▶ DIRECTIONS:
1. From the essay on low mood, output the passage that begins at the words "I don’t want" and ends after the words "in daily rituals.", copied verbatim.
2. According to the essay on low mood, when was seasonal affective disorder first named?

▶ SOURCE TEXT:
I was feeling a little low. This is not too unusual as we move into the colder, darker days, is it?
Sometimes we point to seasonal affective disorder, first named in the early 1980s, which is fostered by the diminishing sunlight and our life indoors separating us a bit more from nature. Weather aside, our sensitivity to events in the Middle East and here at home can contribute to how we’re feeling. Why we’re a little blue is often complicated.
I don’t want to point too quickly in the direction of getting rid of the sadness. It’s often normal, but still, I wanted to take stock and see if there was something I could do to affect my mood. My expertise as a coach is grounded in daily rituals.
I train with Spring Forest Qigong, and one of the set of movements they teach as part of Chinese medicine’s Five Element framework is called “Connecting with the body’s energy.” It forms part of the online sessions I teach every week. I decided to stop working and start this movement ritual with the aim to shift my mood. Its combination of movement and uplifting emotions has an impact.
Allowing for how big a role diet, exercise and stress play in how we feel, in Qigong we learn that unbalanced emotions also factor in. Feelings of raw sadness can be modified by a mindset or a movement that moves the energy that’s presently in place. (For some academic colour on the practice’s effect on mental and physical pain, Spring Forest cites some related research here.)
It’s late Autumn, and in Chinese medicine the season is connected to the energy system of the lungs, which can hold sadness. To help mitigate this feeling, I brought in the emotion that connects to the movements I was following: contentment. You could try this yourself: simply ask yourself what makes you feel content. Focus on this idea for a minute. That minute can shift your energy.

Collection entries:
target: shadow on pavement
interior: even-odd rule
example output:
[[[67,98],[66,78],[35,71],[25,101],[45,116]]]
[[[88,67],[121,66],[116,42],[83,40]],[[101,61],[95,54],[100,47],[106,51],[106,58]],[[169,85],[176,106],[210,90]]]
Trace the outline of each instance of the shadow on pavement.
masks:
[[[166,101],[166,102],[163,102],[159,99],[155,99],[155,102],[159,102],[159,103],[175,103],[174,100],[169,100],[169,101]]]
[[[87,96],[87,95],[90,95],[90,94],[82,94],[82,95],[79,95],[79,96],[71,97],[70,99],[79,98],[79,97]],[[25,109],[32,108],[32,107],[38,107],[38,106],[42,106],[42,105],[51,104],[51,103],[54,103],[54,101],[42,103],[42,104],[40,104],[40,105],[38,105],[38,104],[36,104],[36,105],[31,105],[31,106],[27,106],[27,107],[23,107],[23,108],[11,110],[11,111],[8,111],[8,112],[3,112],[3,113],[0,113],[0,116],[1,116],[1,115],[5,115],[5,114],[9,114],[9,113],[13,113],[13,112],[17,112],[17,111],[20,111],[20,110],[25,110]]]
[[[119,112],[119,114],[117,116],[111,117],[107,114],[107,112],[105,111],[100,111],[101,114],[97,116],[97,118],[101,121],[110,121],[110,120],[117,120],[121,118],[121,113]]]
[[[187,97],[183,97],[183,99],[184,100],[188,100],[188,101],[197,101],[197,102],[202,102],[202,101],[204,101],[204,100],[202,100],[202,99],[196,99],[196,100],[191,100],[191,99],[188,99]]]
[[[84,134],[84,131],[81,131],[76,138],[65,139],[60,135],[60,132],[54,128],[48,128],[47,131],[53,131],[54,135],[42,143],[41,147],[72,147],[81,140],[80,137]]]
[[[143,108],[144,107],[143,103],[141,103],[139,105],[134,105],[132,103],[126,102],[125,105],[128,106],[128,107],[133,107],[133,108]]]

▶ SOLVED TASKS:
1.
I don’t want to point too quickly in the direction of getting rid of the sadness. It’s often normal, but still, I wanted to take stock and see if there was something I could do to affect my mood. My expertise as a coach is grounded in daily rituals.

2. In the early 1980s.